## Getoonde tekst:
++++++

De barre winter van 1963

Gepubliceerd op 18 januari 2023

Vandaag 60 jaar geleden werd de meest barre Tocht der Tochten verreden: de Elfstedentocht op vrijdag 18 januari 1963. Dat gebeurde onder omstandigheden die aan de noordpool deden denken. Het was de koudste dag van deze winter met bij de start -18 graden en er stond een sneeuwjacht. Slechts enkele tientallen deelnemers haalden de finish van deze monstertocht. En dat in de strengste winter ooit die ons drie maanden in zijn greep hield. Herinneringen van een toen 13-jarige scholier...

De winter van 1962–1963 was de koudste winter in Nederland sinds 1684. Over de maanden december tot en met februari had De Bilt een gemiddelde temperatuur van -3,1 °C. Op veel plaatsen zou het bijna drie maanden achtereen elke dag vriezen, terwijl het noordoosten van Nederland al die tijd onder de sneeuw lag. Het was vooral de lange duur van de winter die bijzonder was, niet de laagte van de temperaturen; wat dat betreft werd er in deze winter geen absoluut record gebroken.

Onverwacht drie dagen 'ijsvrij'

Het moet ergens in de tweede helft van januari zijn geweest dat de lessen op het St. Nicolaaslyceum, waar ik in de eerste klas zat, opeens werden onderbroken. Dat gebeurde altijd op dezelfde wijze, nl. door tikgeluiden vanuit de intercomluidspreker die in elk leslokaal hing. Ik herinner me dat daar altijd een sensationele verwachting vanuit ging die de klas dan meteen in spanning bracht. Want meestal betekende dit dat er dan onverwacht lesuitval werd aangekondigd. Zoals o.a. op de derde schooldag van het eerste schooljaar gebeurde, zaterdag 8 september 1962, toen de rector, pater Van Uden, aankondigde dat het vijfde en tevens laatste lesuur op die zaterdag, van 12.40 tot 13.30 uur, kwam te vervallen vanwege het bloemencorso waarin de leerlingen anders terecht zouden komen. Direct na zo'n mededeling steeg er dan meestal een gejuich vanuit alle klassen op, herinner ik me. 

Het St. Nicolaaslyceum moest in de strenge winter van 1963 drie dagen sluiten wegens brandstofgebrek

Dit keer was het de gymles van mijn klas die op deze wijze werd onderbroken. Ik herinner me nog dat enkele medeleerlingen in de buurt van de intercomluidspreker hun klasgenoten erop attenteerden om stil te zijn, omdat een gymles nu eenmaal lawaaiig is. De rector legde uit dat de olie voor de c.v. bijna op was en dat de aanvoer door de bevoren rivieren in ons land nu stillag. Het zou daarom enkele dagen duren eer de olie was aangevuld en de school daarom vanaf nu drie dagen dicht moest. Op dat moment hoorden we overal gejuich vanuit het hele gebouw komen, maar in onze gymzaal bleef het doodstil. Toen vervolgde de rector zijn verhaal waarin hij vertelde dat de klasseburgemeesters langs moesten komen om het huiswerk voor de komende dagen op te halen. Uiteindelijk viel de hoeveelheid opgegeven werk mee, weet ik nog.

++++++

## Getoonde gegevens:

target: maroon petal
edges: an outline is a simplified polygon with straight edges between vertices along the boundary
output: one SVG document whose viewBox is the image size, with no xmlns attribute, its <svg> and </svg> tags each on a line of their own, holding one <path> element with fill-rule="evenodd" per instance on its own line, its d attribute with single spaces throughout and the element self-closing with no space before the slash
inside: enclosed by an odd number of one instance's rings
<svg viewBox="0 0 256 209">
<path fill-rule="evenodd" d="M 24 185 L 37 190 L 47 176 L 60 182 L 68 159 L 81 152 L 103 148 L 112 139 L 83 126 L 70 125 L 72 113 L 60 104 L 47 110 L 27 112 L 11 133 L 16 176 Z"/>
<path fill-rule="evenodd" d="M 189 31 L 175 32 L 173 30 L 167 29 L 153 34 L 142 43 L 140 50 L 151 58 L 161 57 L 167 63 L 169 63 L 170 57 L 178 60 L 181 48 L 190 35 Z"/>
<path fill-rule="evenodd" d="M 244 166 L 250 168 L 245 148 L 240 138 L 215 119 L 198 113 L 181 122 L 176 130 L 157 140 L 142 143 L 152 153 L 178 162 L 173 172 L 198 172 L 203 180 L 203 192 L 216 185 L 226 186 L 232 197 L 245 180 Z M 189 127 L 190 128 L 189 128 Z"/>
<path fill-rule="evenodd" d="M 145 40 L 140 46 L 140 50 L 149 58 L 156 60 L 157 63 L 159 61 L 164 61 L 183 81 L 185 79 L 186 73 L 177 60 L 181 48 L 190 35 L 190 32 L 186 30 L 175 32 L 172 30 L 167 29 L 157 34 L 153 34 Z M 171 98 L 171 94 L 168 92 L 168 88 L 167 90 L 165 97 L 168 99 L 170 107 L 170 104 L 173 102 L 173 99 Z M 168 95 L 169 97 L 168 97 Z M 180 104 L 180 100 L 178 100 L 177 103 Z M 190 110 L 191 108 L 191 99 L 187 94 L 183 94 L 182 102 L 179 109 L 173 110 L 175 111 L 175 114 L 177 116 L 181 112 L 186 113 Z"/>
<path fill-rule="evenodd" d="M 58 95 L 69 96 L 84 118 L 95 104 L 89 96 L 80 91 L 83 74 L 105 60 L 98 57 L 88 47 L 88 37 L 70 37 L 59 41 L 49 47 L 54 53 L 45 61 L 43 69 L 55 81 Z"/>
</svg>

++++++

## Opdracht A:
Beantwoord aan de hand van de tekst over de winter van 1963 de volgende vragen:
(i) Hoeveel graden vroor het bij de start van de Elfstedentocht op 18 januari 1963?
(ii) Welke gemiddelde temperatuur had De Bilt over de maanden december tot en met februari?
(iii) Welk lesuur verviel op zaterdag 8 september 1962, en om welke reden?
## Opdracht B:
Schrijf een vervolg op de tekst over de winter van 1963, aansluitend op de laatste zin.

## Juist antwoord A:
(i) Bij de start was het -18 graden.
(ii) De gemiddelde temperatuur in De Bilt was -3,1 °C.
(iii) Het vijfde en laatste lesuur, van 12.40 tot 13.30 uur, verviel vanwege het bloemencorso.

## Juist antwoord B:
Tekort aan kolen

Niet alleen de olieaanvoer stokte, hetzelfde gold ook voor steenkool. De meeste mensen hadden een kolenkachel die het huis verwarmde, zo ook mijn ouders. Dat betekende een of twee maal per dag bijvullen en om de dag de asla legen in de zinken vuilnisemmer die twee keer per week langs de straat werd gezet. Nu hadden wij een zolder waar één keer per jaar de kolenvoorraad voor de hele winter werd opgeslagen. Onze buren hadden nog losse kolen op hun zolder waarmee dagelijks de kolenkit moest worden gevuld, wij echter hadden de kolen in papieren zakjes die rechtstreeks in de kachel werden geleegd, zodat onze kolenkit al snel werd afgedankt.

Maar niet iedereen sloeg in het najaar de complete wintervoorraad in één keer in, vaak omdat de opbergruimte ontbrak. Want nogal wat zolders waren inmiddels in zolderkamers omgezet. Deze gezinnen haalden dan wekelijks een aantal zakjes bij de kolenboer. Ik herinner me nog een klasgenoot met wie ik in de kerstvakantie op pad toog langs tal van kolenboeren in de buurt om zakjes kolen in te slaan omdat hun wekelijkse voorraad op was en zij nergens meer wat konden krijgen. De tocht was tevergeefs en ik herinner me dat het gezin toen maar iets met een elektrisch kacheltje ging doen.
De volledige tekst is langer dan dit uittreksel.